Lines that include the word "below" should be copied from the listing that follows.

START DATA IN THIS EXERCISE

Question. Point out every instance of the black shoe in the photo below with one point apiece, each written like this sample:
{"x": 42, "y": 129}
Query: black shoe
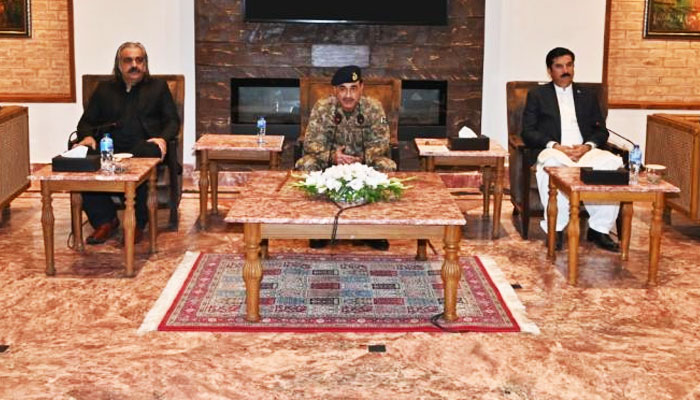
{"x": 559, "y": 240}
{"x": 378, "y": 244}
{"x": 103, "y": 232}
{"x": 602, "y": 240}
{"x": 318, "y": 243}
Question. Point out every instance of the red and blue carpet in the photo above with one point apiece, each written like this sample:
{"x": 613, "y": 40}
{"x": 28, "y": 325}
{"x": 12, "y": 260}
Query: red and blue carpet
{"x": 313, "y": 293}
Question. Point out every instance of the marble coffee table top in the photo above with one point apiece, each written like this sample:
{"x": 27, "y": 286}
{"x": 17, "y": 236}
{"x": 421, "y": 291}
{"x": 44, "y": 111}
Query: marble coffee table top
{"x": 438, "y": 148}
{"x": 571, "y": 177}
{"x": 268, "y": 197}
{"x": 225, "y": 142}
{"x": 136, "y": 168}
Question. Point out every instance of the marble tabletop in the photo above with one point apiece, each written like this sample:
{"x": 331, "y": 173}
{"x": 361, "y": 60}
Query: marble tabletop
{"x": 210, "y": 141}
{"x": 438, "y": 148}
{"x": 136, "y": 168}
{"x": 268, "y": 197}
{"x": 571, "y": 177}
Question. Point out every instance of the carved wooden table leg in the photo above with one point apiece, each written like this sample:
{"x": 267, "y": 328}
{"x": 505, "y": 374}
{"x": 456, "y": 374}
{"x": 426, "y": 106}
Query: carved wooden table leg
{"x": 422, "y": 250}
{"x": 47, "y": 227}
{"x": 274, "y": 160}
{"x": 574, "y": 231}
{"x": 129, "y": 226}
{"x": 497, "y": 198}
{"x": 264, "y": 249}
{"x": 203, "y": 188}
{"x": 76, "y": 202}
{"x": 252, "y": 271}
{"x": 552, "y": 222}
{"x": 655, "y": 238}
{"x": 214, "y": 178}
{"x": 451, "y": 271}
{"x": 486, "y": 182}
{"x": 625, "y": 235}
{"x": 152, "y": 209}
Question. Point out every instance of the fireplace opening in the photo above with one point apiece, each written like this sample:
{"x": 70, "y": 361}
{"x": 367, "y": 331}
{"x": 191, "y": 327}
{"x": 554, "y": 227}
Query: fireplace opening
{"x": 423, "y": 109}
{"x": 275, "y": 99}
{"x": 422, "y": 112}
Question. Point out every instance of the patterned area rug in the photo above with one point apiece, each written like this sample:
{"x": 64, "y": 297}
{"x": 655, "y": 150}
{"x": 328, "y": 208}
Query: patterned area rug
{"x": 314, "y": 293}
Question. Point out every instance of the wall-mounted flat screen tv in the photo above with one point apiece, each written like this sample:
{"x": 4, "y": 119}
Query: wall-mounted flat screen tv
{"x": 395, "y": 12}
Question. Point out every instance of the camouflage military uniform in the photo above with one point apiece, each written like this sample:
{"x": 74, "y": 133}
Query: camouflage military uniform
{"x": 369, "y": 138}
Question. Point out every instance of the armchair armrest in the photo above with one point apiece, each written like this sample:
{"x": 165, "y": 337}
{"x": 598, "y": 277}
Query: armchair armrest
{"x": 618, "y": 150}
{"x": 299, "y": 151}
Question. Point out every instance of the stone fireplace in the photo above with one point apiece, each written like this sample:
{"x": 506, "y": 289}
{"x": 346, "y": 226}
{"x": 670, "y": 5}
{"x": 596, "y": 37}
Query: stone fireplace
{"x": 227, "y": 49}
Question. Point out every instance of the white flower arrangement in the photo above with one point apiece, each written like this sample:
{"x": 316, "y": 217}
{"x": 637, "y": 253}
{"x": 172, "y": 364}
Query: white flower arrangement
{"x": 352, "y": 183}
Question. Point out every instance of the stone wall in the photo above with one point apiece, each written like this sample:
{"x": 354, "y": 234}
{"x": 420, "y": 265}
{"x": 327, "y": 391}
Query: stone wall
{"x": 648, "y": 73}
{"x": 226, "y": 47}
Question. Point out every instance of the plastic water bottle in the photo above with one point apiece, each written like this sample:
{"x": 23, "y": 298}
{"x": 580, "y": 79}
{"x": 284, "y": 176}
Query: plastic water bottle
{"x": 262, "y": 125}
{"x": 107, "y": 153}
{"x": 635, "y": 164}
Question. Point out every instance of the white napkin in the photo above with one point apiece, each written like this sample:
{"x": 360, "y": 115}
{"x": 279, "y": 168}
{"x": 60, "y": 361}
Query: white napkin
{"x": 466, "y": 132}
{"x": 76, "y": 152}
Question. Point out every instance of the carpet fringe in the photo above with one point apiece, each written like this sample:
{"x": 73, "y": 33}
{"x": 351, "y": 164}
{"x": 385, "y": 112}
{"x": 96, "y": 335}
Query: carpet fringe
{"x": 516, "y": 307}
{"x": 167, "y": 297}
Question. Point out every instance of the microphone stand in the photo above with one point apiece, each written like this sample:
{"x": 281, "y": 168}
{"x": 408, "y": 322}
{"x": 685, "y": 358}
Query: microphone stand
{"x": 620, "y": 136}
{"x": 335, "y": 133}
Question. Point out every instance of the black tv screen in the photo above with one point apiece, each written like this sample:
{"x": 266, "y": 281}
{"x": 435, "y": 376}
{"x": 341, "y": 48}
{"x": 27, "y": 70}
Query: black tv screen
{"x": 400, "y": 12}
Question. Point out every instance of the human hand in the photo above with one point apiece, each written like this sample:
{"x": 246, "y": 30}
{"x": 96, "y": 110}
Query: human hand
{"x": 162, "y": 145}
{"x": 342, "y": 158}
{"x": 578, "y": 151}
{"x": 87, "y": 141}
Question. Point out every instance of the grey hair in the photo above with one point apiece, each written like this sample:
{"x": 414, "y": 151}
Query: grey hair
{"x": 117, "y": 72}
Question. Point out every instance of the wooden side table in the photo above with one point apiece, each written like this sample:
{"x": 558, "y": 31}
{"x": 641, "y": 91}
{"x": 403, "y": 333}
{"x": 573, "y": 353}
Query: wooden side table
{"x": 214, "y": 148}
{"x": 14, "y": 153}
{"x": 568, "y": 181}
{"x": 434, "y": 152}
{"x": 138, "y": 171}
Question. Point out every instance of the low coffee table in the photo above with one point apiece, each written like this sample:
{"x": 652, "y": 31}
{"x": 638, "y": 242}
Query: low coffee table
{"x": 269, "y": 208}
{"x": 434, "y": 152}
{"x": 137, "y": 171}
{"x": 568, "y": 181}
{"x": 215, "y": 148}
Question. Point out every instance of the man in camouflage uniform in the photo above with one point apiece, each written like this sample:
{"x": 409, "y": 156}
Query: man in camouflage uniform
{"x": 347, "y": 127}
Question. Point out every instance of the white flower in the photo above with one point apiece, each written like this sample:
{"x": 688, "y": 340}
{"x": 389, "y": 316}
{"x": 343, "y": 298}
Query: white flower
{"x": 333, "y": 184}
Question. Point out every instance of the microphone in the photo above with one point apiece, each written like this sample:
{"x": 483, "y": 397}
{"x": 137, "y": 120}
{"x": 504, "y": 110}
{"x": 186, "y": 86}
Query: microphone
{"x": 620, "y": 136}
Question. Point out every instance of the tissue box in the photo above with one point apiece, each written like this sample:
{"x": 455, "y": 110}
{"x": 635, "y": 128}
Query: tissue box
{"x": 619, "y": 176}
{"x": 477, "y": 143}
{"x": 67, "y": 164}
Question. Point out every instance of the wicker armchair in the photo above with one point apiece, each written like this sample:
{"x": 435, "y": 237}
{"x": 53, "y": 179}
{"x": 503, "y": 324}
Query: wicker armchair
{"x": 387, "y": 91}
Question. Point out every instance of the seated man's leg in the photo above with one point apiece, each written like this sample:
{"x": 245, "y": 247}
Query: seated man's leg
{"x": 552, "y": 158}
{"x": 602, "y": 216}
{"x": 143, "y": 149}
{"x": 102, "y": 214}
{"x": 309, "y": 163}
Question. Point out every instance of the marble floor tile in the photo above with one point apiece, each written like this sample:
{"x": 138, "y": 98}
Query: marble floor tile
{"x": 73, "y": 336}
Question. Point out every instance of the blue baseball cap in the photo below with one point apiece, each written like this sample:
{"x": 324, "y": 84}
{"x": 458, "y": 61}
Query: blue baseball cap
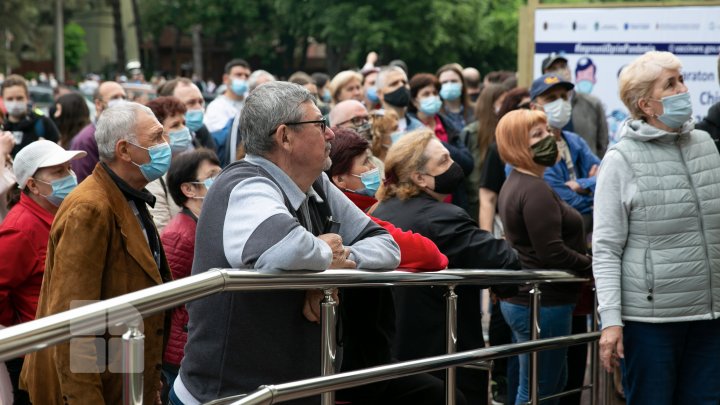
{"x": 547, "y": 82}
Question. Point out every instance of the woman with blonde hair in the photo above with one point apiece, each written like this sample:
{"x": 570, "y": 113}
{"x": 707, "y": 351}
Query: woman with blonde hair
{"x": 346, "y": 85}
{"x": 547, "y": 234}
{"x": 656, "y": 242}
{"x": 419, "y": 175}
{"x": 453, "y": 91}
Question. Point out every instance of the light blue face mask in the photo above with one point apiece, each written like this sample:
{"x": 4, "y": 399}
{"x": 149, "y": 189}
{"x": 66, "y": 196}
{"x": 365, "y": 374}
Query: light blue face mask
{"x": 430, "y": 105}
{"x": 207, "y": 183}
{"x": 239, "y": 87}
{"x": 677, "y": 109}
{"x": 371, "y": 94}
{"x": 371, "y": 181}
{"x": 451, "y": 91}
{"x": 584, "y": 86}
{"x": 326, "y": 96}
{"x": 61, "y": 188}
{"x": 180, "y": 140}
{"x": 193, "y": 119}
{"x": 160, "y": 156}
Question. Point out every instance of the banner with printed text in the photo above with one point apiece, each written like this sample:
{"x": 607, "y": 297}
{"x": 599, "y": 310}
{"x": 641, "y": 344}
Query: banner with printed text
{"x": 599, "y": 42}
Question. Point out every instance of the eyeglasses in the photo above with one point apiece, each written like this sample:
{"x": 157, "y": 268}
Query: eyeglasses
{"x": 323, "y": 124}
{"x": 356, "y": 121}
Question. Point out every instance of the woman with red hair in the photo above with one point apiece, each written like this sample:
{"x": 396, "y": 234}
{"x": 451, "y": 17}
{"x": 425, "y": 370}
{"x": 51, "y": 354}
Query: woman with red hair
{"x": 547, "y": 234}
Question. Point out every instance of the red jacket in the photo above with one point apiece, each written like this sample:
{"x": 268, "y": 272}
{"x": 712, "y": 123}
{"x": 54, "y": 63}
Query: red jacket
{"x": 417, "y": 253}
{"x": 23, "y": 245}
{"x": 178, "y": 239}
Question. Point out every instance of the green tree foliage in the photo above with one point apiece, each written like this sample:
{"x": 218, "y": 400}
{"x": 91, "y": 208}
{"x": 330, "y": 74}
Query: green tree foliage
{"x": 424, "y": 33}
{"x": 75, "y": 46}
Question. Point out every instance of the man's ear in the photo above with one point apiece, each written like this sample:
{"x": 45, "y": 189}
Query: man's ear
{"x": 339, "y": 181}
{"x": 122, "y": 151}
{"x": 284, "y": 136}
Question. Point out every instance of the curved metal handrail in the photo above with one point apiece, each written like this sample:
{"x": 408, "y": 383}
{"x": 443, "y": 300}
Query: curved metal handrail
{"x": 271, "y": 394}
{"x": 41, "y": 333}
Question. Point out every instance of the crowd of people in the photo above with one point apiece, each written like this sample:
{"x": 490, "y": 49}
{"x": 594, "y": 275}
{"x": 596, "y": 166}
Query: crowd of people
{"x": 370, "y": 169}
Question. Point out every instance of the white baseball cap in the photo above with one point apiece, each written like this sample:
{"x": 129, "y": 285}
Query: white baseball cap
{"x": 39, "y": 154}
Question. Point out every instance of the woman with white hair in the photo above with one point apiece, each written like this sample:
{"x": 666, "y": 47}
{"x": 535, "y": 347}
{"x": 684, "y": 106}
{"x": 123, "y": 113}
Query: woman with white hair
{"x": 656, "y": 243}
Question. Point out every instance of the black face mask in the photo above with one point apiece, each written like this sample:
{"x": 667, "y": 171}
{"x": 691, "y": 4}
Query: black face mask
{"x": 545, "y": 152}
{"x": 447, "y": 182}
{"x": 400, "y": 97}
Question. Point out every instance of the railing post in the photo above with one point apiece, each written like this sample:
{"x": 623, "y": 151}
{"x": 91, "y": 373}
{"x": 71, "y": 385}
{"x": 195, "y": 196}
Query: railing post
{"x": 133, "y": 343}
{"x": 328, "y": 341}
{"x": 451, "y": 336}
{"x": 594, "y": 359}
{"x": 534, "y": 335}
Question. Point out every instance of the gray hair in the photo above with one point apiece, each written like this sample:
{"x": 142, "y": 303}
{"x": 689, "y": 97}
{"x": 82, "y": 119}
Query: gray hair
{"x": 380, "y": 80}
{"x": 265, "y": 109}
{"x": 115, "y": 124}
{"x": 256, "y": 76}
{"x": 637, "y": 79}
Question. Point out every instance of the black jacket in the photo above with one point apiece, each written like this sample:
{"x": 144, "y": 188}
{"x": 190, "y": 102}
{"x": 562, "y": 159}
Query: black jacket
{"x": 711, "y": 124}
{"x": 420, "y": 311}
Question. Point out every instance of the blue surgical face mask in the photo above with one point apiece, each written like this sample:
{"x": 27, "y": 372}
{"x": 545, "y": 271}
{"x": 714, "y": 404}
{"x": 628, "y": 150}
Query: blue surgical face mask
{"x": 371, "y": 181}
{"x": 207, "y": 183}
{"x": 61, "y": 188}
{"x": 160, "y": 157}
{"x": 180, "y": 140}
{"x": 193, "y": 119}
{"x": 239, "y": 87}
{"x": 451, "y": 91}
{"x": 584, "y": 86}
{"x": 395, "y": 136}
{"x": 677, "y": 109}
{"x": 371, "y": 94}
{"x": 430, "y": 105}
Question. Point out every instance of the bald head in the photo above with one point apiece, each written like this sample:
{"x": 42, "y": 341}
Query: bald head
{"x": 346, "y": 110}
{"x": 106, "y": 92}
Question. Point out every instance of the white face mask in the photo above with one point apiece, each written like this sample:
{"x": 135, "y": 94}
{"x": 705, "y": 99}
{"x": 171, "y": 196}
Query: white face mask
{"x": 558, "y": 113}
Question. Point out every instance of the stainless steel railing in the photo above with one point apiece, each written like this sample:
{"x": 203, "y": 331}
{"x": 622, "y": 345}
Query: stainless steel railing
{"x": 130, "y": 308}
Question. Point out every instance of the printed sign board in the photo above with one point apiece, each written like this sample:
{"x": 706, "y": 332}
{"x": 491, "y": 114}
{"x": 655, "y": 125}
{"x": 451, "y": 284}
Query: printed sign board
{"x": 599, "y": 42}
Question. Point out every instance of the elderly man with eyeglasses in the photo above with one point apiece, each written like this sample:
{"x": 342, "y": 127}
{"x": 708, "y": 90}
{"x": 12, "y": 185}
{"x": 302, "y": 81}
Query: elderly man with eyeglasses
{"x": 353, "y": 114}
{"x": 275, "y": 209}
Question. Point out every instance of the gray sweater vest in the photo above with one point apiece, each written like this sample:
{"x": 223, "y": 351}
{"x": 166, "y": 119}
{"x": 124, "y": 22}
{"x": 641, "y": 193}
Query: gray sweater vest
{"x": 238, "y": 341}
{"x": 671, "y": 261}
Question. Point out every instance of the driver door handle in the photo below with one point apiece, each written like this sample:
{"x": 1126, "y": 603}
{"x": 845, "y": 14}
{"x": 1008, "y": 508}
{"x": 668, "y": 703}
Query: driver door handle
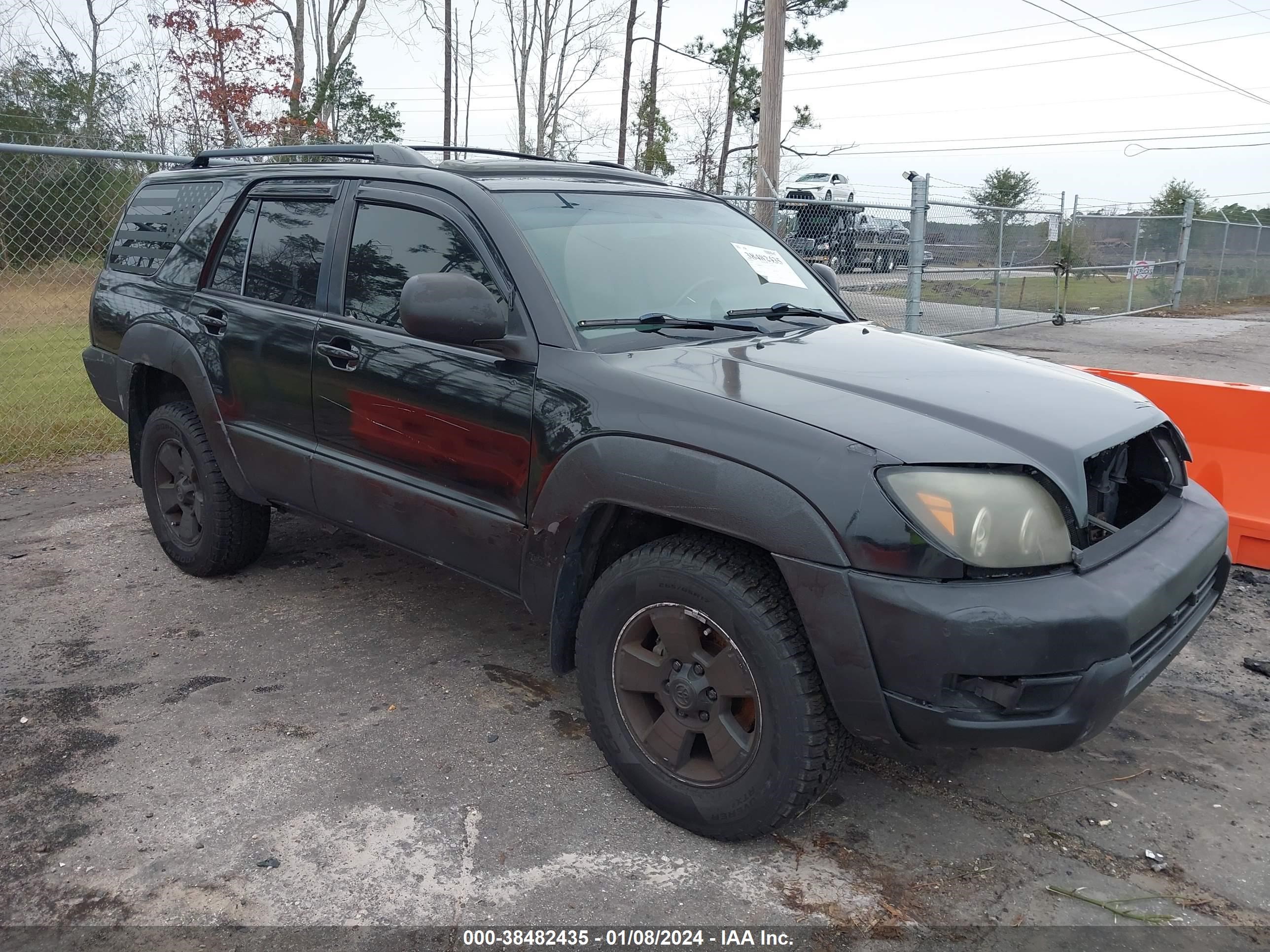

END DATA IN THIS EXERCISE

▶ YOUR RESPONSE:
Question. Point out every instance of the black shoe in the photo below with one point apiece, each written like this sample:
Question. Point out every instance of the blue baseball cap in the photo below with one point apiece, each written like this sample:
Question. Point out every instance of the driver door handle in the photo below with one point apiece, each written like this sample:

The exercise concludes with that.